_PROBLEM TO SOLVE_:
Reproduce verbatim the lines of the records from the line containing "query (the noun phrase to segment): tree bark" up to and including the last line of the records.

_RECORDS PROVIDED_:
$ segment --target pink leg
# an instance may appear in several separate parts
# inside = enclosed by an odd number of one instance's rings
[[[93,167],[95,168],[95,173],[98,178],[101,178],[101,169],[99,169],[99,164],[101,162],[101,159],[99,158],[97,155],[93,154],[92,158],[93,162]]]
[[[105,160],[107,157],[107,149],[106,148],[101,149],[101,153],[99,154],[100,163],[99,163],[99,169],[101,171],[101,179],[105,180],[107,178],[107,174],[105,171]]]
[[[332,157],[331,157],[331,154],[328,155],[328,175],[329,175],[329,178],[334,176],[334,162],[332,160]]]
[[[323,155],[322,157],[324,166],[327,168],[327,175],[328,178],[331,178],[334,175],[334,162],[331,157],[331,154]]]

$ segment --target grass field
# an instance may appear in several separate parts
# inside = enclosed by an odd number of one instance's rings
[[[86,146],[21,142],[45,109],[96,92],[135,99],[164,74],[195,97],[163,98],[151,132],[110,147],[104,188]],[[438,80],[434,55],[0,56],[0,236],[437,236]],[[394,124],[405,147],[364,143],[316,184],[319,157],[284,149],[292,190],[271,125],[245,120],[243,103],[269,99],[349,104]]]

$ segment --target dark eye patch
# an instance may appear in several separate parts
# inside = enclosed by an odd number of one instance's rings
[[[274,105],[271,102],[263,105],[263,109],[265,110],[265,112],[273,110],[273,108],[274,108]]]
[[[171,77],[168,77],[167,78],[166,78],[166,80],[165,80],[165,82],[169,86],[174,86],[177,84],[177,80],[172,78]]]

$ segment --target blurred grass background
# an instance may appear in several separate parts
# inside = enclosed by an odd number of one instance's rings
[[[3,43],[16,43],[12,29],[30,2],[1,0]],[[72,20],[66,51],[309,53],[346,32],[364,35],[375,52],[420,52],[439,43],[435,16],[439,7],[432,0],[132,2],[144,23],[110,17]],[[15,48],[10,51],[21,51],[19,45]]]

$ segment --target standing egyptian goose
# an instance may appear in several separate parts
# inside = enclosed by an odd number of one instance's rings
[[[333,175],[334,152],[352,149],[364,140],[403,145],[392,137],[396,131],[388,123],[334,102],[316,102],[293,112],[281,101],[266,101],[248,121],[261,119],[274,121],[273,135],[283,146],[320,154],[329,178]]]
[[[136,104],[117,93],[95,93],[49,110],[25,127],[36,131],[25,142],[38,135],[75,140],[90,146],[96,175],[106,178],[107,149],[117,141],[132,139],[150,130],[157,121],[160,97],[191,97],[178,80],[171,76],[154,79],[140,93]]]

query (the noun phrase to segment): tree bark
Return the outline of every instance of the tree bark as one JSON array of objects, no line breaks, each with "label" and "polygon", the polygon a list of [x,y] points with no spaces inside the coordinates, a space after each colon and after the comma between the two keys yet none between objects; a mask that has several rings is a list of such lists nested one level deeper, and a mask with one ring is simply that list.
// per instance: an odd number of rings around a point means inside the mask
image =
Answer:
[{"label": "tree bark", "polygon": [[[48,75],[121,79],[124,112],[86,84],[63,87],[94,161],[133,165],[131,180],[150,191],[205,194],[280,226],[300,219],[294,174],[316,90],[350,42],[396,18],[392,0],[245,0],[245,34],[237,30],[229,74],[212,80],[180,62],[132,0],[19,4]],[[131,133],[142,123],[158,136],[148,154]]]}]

_CORRECT OUTPUT_:
query (the noun phrase to segment): tree bark
Return the outline of every instance of the tree bark as one JSON array of objects, no line breaks, each with "label" and "polygon", the polygon a list of [x,y] points with no spaces inside the coordinates, a space after each colon and after the comma between the two keys yet none between objects; a mask that has several rings is a list of such lists nested one level deeper, and a mask with one ring is simply that list.
// per instance: an odd number of rings around a point means inside the mask
image =
Answer:
[{"label": "tree bark", "polygon": [[[48,75],[121,79],[124,112],[86,84],[63,87],[94,161],[133,165],[131,180],[150,191],[205,194],[280,226],[300,219],[294,174],[316,90],[350,42],[396,18],[392,0],[245,0],[245,34],[237,30],[229,74],[212,80],[180,62],[132,0],[19,4]],[[131,133],[142,123],[158,136],[148,154]]]}]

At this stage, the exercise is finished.